» **WHAT YOU SHOULD DO**
Collect and copy out every line of the data below that contains the word "concrete".

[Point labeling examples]
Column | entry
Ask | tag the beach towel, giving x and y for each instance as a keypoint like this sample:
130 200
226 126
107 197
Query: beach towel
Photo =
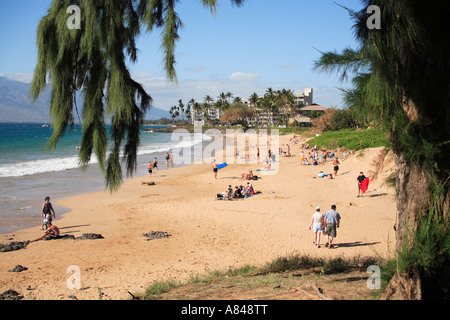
364 185
222 165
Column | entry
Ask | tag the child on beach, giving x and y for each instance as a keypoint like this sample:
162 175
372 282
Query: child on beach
46 213
317 223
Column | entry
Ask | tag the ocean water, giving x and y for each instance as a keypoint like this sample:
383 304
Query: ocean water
29 173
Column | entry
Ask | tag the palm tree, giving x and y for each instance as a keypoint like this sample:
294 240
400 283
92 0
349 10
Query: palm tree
396 69
255 102
229 96
93 59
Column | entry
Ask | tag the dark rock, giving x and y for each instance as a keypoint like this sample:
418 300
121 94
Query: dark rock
18 268
90 236
63 237
10 295
13 246
156 235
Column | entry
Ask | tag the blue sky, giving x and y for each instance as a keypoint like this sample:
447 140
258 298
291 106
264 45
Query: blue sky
265 43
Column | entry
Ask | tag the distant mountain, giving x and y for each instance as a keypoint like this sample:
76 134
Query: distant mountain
16 106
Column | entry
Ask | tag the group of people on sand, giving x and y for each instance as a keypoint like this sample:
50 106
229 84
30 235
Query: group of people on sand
240 191
327 224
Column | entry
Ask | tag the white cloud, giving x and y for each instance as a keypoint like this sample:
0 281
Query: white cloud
241 76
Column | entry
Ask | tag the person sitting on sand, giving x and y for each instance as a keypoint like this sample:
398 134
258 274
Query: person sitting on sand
324 175
250 187
247 176
238 192
230 192
52 232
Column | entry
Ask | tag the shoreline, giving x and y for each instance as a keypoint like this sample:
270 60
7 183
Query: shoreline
205 234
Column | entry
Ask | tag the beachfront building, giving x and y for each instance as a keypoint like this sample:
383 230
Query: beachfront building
206 116
266 118
210 114
314 107
305 98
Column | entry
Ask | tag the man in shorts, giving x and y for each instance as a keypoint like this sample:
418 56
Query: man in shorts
317 226
215 169
332 219
150 168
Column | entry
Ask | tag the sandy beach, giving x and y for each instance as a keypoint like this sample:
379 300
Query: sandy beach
205 234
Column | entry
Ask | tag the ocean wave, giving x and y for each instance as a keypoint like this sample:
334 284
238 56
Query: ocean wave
26 168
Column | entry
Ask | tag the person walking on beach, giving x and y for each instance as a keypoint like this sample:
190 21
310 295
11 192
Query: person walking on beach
317 222
336 166
360 179
332 219
46 213
167 160
150 168
215 169
155 163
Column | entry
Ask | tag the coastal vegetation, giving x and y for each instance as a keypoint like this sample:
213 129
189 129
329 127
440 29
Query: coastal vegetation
287 274
400 77
350 139
401 80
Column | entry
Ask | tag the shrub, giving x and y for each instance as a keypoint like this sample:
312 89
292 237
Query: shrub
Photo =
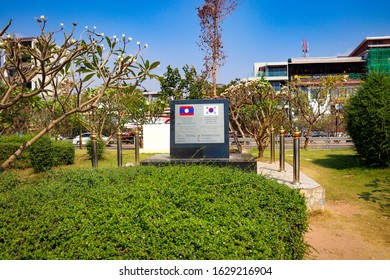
101 148
63 153
368 119
41 155
148 212
9 144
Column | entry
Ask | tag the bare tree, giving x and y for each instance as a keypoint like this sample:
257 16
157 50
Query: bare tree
312 99
211 15
57 73
253 107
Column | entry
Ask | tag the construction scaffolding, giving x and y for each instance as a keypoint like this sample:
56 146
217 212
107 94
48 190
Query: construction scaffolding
379 60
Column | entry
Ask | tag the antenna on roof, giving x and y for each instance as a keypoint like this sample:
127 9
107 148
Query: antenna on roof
305 48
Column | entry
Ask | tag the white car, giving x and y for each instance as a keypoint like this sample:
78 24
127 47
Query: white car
85 137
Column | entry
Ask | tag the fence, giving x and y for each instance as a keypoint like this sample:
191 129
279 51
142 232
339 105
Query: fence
315 142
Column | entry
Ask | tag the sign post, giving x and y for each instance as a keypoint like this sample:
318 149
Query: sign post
199 129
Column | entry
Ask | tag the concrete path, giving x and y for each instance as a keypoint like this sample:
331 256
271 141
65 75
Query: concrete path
313 192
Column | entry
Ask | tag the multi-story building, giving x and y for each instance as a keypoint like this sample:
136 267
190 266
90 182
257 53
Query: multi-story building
376 52
372 54
274 72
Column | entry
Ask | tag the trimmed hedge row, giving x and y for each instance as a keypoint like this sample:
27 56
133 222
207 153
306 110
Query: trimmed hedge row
44 154
148 212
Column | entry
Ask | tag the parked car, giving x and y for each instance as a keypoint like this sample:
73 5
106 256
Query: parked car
128 137
87 136
319 134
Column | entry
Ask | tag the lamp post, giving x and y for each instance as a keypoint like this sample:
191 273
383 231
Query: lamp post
296 156
94 149
136 144
281 150
119 146
272 144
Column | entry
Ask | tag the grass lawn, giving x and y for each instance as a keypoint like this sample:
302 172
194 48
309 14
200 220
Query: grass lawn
345 177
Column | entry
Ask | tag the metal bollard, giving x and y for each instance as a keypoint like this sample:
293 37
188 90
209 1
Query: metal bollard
94 149
119 146
272 144
136 144
281 150
296 156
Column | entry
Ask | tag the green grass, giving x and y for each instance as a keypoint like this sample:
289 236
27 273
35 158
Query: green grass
148 212
345 177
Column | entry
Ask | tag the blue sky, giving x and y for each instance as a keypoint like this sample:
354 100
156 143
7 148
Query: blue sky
257 31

» **IN RESPONSE**
Ask | tag the concrete path, giving x and y for each instance as a keypoint like this sample:
Query: concrete path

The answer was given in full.